Goals -
- A) Answer these questions on the forum post below:
(i) Which programming language had the poster taught themself before starting university?
(ii) Which topics does the poster say the class has covered so far?
(iii) What message does the program print when the second number is the largest?
- B) Which lines in the entries below contain the string "utensil"? Pick out every such line, treating upper and lower case as different.

Given passage -
==================================================

Biggest and smallest of four integers (No arrays, no functions, fewest 'if' statements)

Question

You see, I've self-taught myself C++ (not completely, I'm still procrastinating -_-). So, now I started university and they're teaching C and they made us do a program of inputting four integers and we have to tell the largest and smallest out of them. Simple, no?

The thing is, I already have good understanding of functions and arrays. Yes, I CAN program this in arrays, no problem. But since this was the first lab, we haven't 'learned' that yet, so I can't use any of those, it'd be very simple with that.

This is what I wrote there (it feels wrong somehow).

#include<stdio.h>

int main(void)
{
    int first, second, third, fourth;
    printf("Enter four integers (separated by space): ");
    scanf("%d %d %d %d", &first, &second, &third, &fourth);

    if((first>second) && (first>third) && (first>fourth))
        printf("\nFirst number is largest");
    else if((second>first) && (second>third) && (second>fourth))
        printf("\nSecond number is largest");
    else if((third>second) && (third>first) && (third>fourth))
        printf("\nThird number is largest");
    else if((fourth>second) && (fourth>third) && (fourth>first))
        printf("\nFourth number is largest");

    if((first<second) && (first<third) && (first<fourth))
        printf("\nFirst number is smallest");
    else if((second<first) && (second<third) && (second<fourth))
        printf("\nSecond number is smallest");
    else if((third<second) && (third<first) && (third<fourth))
        printf("\nThird number is smallest");
    else if((fourth<second) && (fourth<third) && (fourth<first))
        printf("\nFourth number is smallest");

    printf("\n"); 
    return 0;
}

As you can see, it's too long and boring and complex. But seeing that all we've covered in class for now are loops and decision statements. Is there a more elegant way of doing this? One which uses fewer ifs? Not that there is something wrong with this, but it could be better.

P.S. This isn't exactly 'homework' or anything. I made a program, I just wanted to know what I could have done to make it better and to learn better programming practices.

==================================================

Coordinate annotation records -
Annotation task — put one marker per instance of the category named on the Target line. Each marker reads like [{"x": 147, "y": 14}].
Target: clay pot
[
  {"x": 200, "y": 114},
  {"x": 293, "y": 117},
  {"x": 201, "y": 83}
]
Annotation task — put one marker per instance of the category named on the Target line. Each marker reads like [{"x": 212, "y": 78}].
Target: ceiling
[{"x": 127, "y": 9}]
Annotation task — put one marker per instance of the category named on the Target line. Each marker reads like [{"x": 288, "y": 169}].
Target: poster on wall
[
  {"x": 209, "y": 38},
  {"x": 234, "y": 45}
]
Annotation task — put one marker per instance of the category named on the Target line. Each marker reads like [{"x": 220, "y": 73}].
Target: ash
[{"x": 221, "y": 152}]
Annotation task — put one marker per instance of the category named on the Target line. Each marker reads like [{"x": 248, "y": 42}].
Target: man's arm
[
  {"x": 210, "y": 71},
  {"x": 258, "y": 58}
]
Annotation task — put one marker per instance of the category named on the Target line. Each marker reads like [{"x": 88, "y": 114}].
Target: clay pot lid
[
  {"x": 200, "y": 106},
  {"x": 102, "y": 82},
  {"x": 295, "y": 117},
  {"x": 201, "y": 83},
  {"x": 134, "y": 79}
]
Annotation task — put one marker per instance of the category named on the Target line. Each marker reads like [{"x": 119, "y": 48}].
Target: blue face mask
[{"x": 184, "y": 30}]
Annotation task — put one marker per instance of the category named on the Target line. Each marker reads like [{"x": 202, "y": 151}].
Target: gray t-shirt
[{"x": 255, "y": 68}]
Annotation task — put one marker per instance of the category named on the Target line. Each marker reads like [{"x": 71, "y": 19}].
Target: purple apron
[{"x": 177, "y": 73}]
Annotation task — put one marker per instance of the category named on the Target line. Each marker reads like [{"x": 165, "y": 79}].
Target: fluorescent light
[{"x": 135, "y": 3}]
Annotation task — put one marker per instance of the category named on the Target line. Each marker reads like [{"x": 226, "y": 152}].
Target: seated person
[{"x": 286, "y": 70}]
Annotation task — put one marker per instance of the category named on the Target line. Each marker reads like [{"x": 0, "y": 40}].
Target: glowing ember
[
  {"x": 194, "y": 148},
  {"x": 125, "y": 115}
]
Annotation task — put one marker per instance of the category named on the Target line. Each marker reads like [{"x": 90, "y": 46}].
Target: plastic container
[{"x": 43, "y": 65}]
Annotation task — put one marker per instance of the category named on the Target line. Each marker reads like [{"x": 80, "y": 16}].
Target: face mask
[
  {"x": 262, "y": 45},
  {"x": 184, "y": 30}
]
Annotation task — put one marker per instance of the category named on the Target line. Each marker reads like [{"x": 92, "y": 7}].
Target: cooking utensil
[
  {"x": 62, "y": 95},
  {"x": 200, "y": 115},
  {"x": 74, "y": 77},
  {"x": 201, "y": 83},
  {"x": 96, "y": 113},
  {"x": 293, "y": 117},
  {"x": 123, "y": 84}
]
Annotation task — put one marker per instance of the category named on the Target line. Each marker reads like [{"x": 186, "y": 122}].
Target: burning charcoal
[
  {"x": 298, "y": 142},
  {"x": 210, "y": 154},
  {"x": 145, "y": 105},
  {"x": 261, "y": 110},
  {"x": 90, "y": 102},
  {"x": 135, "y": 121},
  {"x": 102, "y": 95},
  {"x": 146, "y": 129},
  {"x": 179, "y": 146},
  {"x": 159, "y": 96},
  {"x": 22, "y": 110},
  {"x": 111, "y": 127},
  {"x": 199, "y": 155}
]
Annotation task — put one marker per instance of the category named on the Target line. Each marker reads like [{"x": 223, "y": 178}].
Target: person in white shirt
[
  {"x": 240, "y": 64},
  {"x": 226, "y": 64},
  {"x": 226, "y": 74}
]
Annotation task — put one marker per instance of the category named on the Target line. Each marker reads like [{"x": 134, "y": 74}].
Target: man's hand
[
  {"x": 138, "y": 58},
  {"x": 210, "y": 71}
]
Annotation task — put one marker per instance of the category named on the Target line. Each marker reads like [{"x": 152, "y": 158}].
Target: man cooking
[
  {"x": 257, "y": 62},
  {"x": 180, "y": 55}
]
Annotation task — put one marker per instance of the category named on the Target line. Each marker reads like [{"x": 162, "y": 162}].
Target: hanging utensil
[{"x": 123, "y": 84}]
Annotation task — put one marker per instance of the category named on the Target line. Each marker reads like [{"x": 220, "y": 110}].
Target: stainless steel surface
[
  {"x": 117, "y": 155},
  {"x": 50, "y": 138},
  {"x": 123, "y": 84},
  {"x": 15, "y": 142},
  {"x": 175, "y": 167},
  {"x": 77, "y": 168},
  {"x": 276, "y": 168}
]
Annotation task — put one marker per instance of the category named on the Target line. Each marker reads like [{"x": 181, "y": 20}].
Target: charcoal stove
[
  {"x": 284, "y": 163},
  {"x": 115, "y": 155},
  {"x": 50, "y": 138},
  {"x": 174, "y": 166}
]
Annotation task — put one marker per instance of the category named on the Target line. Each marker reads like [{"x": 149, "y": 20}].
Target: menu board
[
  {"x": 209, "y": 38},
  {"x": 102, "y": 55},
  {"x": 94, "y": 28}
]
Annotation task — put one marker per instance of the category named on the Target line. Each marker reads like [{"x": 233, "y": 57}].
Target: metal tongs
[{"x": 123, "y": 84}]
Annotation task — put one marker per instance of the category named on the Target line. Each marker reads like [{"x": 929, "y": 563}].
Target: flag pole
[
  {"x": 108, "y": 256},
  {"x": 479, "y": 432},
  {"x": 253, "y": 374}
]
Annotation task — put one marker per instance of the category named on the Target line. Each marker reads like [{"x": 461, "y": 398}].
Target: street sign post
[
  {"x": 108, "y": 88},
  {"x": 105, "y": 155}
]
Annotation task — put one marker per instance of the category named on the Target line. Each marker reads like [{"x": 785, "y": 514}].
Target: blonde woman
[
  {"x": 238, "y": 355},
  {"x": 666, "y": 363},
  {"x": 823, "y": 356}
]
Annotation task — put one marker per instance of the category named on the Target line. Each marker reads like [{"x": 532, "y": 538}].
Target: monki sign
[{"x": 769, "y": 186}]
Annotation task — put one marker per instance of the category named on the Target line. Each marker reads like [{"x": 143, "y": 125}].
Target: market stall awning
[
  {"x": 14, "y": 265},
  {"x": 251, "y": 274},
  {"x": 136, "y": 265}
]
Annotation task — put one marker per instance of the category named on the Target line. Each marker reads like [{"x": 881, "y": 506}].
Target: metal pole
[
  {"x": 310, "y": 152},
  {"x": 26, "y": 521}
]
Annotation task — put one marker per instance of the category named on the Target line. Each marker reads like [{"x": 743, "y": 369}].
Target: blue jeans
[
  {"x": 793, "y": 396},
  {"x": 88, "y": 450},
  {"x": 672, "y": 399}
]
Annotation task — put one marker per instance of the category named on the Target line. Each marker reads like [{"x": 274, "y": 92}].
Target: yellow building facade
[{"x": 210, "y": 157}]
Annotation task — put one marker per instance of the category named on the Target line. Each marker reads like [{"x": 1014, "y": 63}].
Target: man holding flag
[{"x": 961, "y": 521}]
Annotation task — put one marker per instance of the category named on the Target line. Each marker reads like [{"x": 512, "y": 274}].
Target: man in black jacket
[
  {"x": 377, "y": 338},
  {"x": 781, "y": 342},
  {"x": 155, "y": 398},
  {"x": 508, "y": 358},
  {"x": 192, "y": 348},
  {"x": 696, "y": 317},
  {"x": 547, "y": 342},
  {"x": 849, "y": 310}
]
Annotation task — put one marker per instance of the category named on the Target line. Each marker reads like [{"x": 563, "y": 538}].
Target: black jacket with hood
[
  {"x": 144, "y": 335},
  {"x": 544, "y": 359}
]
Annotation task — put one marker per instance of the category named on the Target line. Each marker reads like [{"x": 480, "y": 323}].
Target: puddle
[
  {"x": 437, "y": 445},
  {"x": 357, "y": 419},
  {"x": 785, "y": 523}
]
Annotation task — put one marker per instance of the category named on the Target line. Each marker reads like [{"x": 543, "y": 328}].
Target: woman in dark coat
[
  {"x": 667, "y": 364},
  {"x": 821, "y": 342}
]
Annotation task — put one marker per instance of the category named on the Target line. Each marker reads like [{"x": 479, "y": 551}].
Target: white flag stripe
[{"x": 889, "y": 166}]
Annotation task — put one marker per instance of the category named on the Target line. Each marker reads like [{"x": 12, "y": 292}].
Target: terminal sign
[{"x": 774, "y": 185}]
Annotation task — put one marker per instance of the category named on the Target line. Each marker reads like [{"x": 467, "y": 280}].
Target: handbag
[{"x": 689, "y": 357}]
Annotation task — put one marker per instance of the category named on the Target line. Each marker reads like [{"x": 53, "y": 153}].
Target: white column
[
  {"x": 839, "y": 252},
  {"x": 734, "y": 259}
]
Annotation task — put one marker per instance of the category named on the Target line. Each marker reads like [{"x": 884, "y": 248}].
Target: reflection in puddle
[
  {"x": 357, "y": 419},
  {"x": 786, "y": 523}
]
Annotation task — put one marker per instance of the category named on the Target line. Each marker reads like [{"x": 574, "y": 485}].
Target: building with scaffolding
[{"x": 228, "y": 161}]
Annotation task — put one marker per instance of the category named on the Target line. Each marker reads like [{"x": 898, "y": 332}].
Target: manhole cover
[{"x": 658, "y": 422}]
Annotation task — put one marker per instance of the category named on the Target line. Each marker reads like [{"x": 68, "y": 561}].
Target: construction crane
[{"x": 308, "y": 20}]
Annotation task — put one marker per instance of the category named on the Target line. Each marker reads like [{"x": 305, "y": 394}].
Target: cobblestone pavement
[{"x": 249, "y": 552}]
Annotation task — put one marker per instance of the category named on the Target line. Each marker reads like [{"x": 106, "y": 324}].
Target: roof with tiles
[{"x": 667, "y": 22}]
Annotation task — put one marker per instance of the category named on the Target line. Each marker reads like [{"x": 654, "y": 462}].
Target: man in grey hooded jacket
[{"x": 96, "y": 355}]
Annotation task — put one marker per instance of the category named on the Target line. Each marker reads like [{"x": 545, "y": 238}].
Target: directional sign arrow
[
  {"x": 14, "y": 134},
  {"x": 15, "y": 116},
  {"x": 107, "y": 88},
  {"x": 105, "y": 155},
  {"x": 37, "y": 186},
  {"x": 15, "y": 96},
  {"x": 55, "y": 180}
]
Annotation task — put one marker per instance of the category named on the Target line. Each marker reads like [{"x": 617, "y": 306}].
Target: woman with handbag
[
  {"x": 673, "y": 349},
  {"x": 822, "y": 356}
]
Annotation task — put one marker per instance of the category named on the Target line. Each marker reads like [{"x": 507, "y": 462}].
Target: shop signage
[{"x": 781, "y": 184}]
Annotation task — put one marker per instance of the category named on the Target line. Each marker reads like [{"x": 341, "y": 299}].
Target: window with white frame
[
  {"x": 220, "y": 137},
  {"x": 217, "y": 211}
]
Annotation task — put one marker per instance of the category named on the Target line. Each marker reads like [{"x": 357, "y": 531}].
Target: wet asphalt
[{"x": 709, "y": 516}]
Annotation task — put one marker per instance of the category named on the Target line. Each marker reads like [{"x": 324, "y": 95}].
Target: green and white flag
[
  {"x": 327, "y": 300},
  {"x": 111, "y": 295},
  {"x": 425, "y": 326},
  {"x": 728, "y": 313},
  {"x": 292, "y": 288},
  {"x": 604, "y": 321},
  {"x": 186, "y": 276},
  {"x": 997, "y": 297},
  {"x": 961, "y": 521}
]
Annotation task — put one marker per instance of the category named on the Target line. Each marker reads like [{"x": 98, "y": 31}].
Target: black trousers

==================================================

Task results -
- A)
(i) C++
(ii) Loops and decision statements
(iii) "Second number is largest"

- B)
Target: cooking utensil
Target: hanging utensil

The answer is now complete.